INSPIRING QUR'AN :

وَسَارِعُواْ إِلَى مَغْفِرَةٍ مِّن رَّبِّكُمْ وَجَنَّةٍ عَرْضُهَا السَّمَاوَاتُ وَالأَرْضُ أُعِدَّتْ لِلْمُتَّقِينَ

"Dan bersegeralah kamu mencari ampunan dari Tuhan-mu dan mendapatkan surga yang luasnya seluas langit dan bumi yang disediakan bagi orang-orang yang bertaqwa" (TQS. Ali-Imran : 133)

Minggu, 02 Agustus 2009

OPINI MEDIA : SAVE OUR NATION

SEKULARISASI POLITIK DAN MIMPI MENYELAMATKAN BANGSA
Oleh : Siti Nafidah HK

(Peminat Masalah Politik, tinggal di Bandung)


Menarik menyimak perbincangan di acara Save Our Nation MetroTV pada Rabu malam, 17 Oktober 2008 bertajuk “Sekularisasi Politik Islam di Indonesia”. Selain menggagas keharusan melakukan sekularisasi politik dan menolak gagasan ideologisasi politik (Islam) dalam konteks ‘penyelamatan bangsa’, acara yang dipandu Rizal Mallarangeng dan menghadirkan tamu seorang aktivis demokrasi, professional dan Direktur LSI ini juga mencermati kecenderungan moderasi parpol-parpol Islam, termasuk yang awalnya dikenal kental dengan ruh ideologis atau bahkan dikenal sebagai kelompok “garis keras” (versi sdr Rizal) semisal PKS.

= = =

> **Tugas yang Dikerjakan**
- a) Dalam artikel tentang sekularisasi politik, siapa pemandu acara Save Our Nation di MetroTV?
- b) Sebutkan semua hal yang dilakukan acara Save Our Nation menurut artikel tentang sekularisasi politik.
- c) Lanjutkan artikel tentang sekularisasi politik mulai setelah kalimat terakhirnya.

= = =

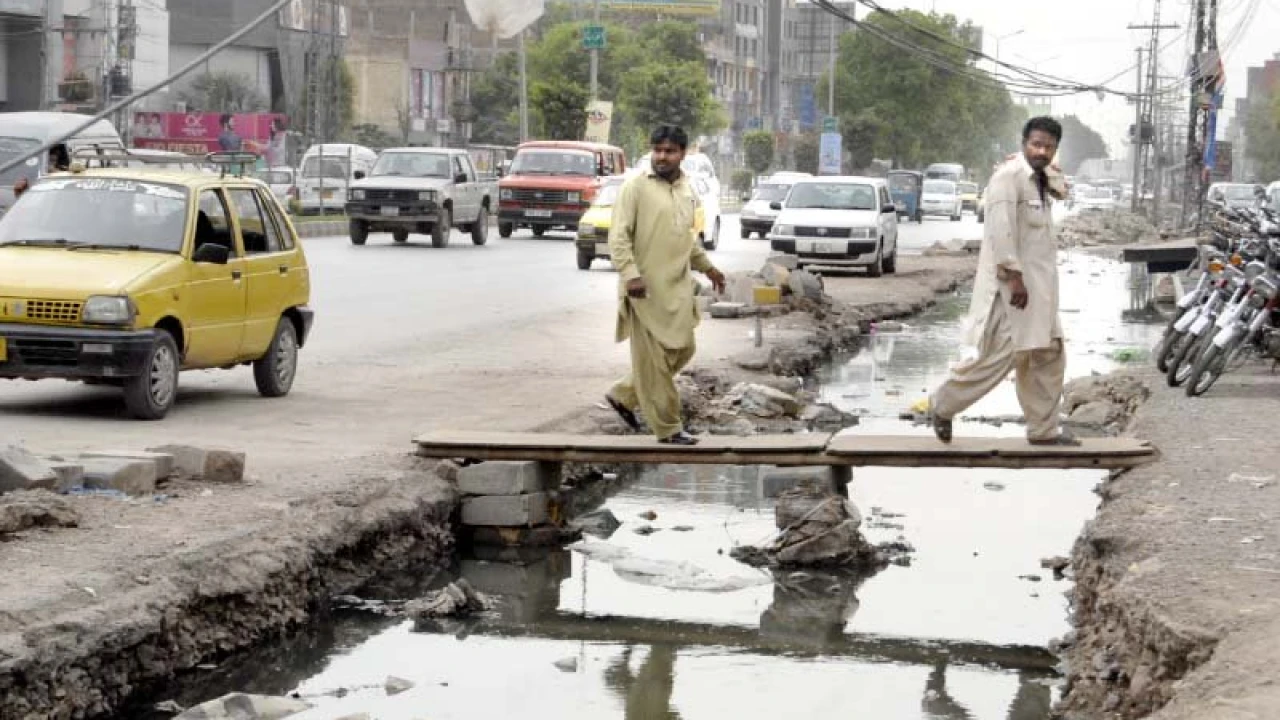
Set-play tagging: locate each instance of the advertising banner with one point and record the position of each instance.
(599, 119)
(197, 133)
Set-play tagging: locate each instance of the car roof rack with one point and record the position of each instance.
(108, 154)
(236, 162)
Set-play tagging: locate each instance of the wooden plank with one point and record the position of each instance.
(814, 449)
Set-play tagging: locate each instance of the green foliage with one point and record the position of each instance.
(223, 92)
(895, 105)
(560, 106)
(758, 147)
(805, 154)
(1079, 144)
(1262, 133)
(653, 74)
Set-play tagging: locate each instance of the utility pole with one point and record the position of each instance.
(595, 55)
(1137, 140)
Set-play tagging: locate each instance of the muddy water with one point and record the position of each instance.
(664, 624)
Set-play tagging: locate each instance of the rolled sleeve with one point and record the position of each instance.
(622, 233)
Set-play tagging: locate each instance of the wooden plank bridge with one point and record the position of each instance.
(787, 450)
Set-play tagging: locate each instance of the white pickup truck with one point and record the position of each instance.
(421, 190)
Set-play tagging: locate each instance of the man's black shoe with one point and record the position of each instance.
(625, 413)
(680, 438)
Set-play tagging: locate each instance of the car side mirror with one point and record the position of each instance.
(213, 254)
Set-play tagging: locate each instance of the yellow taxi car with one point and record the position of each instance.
(593, 229)
(126, 276)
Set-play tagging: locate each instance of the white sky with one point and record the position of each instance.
(1087, 41)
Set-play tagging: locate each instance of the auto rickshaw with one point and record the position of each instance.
(906, 188)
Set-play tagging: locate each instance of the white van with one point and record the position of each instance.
(23, 132)
(325, 173)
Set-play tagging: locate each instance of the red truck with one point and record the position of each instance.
(552, 183)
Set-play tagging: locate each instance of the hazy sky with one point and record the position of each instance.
(1087, 41)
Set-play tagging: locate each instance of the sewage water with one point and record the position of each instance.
(663, 625)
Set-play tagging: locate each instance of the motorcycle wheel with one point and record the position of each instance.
(1184, 358)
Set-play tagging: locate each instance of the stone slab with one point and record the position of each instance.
(507, 511)
(508, 478)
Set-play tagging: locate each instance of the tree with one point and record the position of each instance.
(758, 146)
(223, 92)
(897, 105)
(1079, 144)
(1262, 136)
(805, 151)
(561, 109)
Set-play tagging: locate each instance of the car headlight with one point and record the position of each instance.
(108, 310)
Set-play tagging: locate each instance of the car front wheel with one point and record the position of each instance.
(150, 395)
(274, 372)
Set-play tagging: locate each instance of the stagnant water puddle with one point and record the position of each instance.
(662, 625)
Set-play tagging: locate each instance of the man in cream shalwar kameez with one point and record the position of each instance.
(1014, 318)
(653, 246)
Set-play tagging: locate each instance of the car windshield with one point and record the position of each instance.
(608, 195)
(832, 196)
(12, 149)
(315, 167)
(275, 177)
(549, 162)
(771, 192)
(99, 212)
(412, 165)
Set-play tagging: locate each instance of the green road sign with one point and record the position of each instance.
(593, 37)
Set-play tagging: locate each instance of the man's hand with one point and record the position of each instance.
(1018, 291)
(717, 279)
(638, 288)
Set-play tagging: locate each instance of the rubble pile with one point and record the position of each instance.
(817, 529)
(1111, 227)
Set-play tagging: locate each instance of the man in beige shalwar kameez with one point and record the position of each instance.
(653, 246)
(1014, 318)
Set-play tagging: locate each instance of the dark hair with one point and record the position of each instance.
(675, 133)
(1043, 123)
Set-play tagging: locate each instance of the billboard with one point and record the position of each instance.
(599, 119)
(197, 133)
(664, 7)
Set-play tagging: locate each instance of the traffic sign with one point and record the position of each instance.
(593, 37)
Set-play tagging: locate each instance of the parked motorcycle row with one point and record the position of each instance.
(1233, 311)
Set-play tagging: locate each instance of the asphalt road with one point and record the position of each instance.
(406, 336)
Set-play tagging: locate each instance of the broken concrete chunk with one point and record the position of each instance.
(23, 470)
(164, 461)
(131, 477)
(240, 706)
(206, 464)
(396, 686)
(727, 310)
(23, 510)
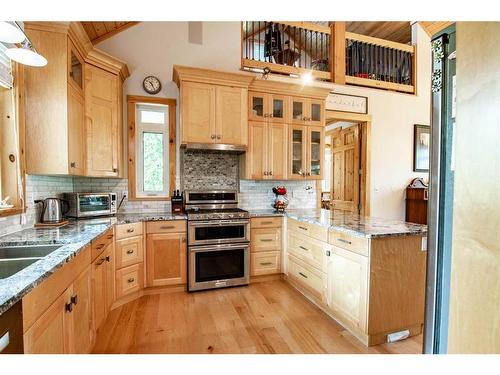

= = =

> **Hasil Tiap Tugas**
- a) Rizal Mallarangeng.

- b)
- Menggagas keharusan melakukan sekularisasi politik
- Menolak gagasan ideologisasi politik (Islam) dalam konteks penyelamatan bangsa
- Mencermati kecenderungan moderasi parpol-parpol Islam

- c)
Selain itu, diskusi juga menukik pada sebuah kesimpulan bahwa proses moderasi ini adalah sebuah keniscayaan, bahkan keharusan jika parpol Islam mau bersaing dan keluar sebagai pemenang dalam pesta demokrasi. Terlebih, seperti disitir Rizal dan Saiful Mujani, mesin politik besI yang ada (system demokrasi?) memang akan memaksa siapapun untuk melakukan kompromi-kompromi, sehingga mau tidak mau parpol Islampun ketika ingin tetap bermain, maka dia harus mau bermain di tengah dan siap bersikap moderat dengan cara melakukan kompromi tadi. Dengan kata lain, dalam konteks ini, parpol Islam tak boleh lagi bicara ideologi dan ideologisasi (dengan Islam), bahkan harus siap menerima kenyataan bahwa sekularisasi politik adalah final, meski kata Saiful, itu akan menjadikan parpol Islam tak ada beda dengan parpol lain. Ditekankan pula, bahwa sikap “keukeuh” pada ideology dan cita-cita membumikan ideology (sikap anti sekularisasi) adalah merupakan bentuk kontra penyelamatan bangsa, sekaligus upaya penentangan pada sejarah. Padahal menurut Rizal, menentang sejarah akan beresiko dilindas sejarah.
Menyimak diskusi tersebut, banyak pertanyaan menggelitik di benak saya seputar hubungan sekularisasi politik dan keinginan menyelamatkan bangsa, serta masalah parpol-parpol Islam yang dalam kenyataan saya akui memang kian tak ada beda dengan partai-partai sekuler yang ada.
Bahwa bangsa ini harus diselamatkan, saya sangat setuju. Terlebih, kita tak bisa menutup mata bahwa begitu banyak persoalan dan krisis yang harus dihadapi bangsa ini, sehingga cita-cita luhur bangsa untuk mendapatkan kemerdekaan hakiki dengan jaminan diperolehnya kesejahteraan dan kemakmuran oleh seluruh rakyat hingga kini masih jadi mimpi. Kemiskinan, masih jadi kekayaan terbesar negeri ini. Kebodohan, krisis moral, konflik horizontal, disintegrasi, masih jadi ancaman. Belum lagi penjajahan politik dan ekonomi, ketergantungan pada asing dan bentuk ketidakberdayaan politik lain begitu kental mengungkung negeri ini. Tapi haruskah diselamatkan dengan sekularisasi?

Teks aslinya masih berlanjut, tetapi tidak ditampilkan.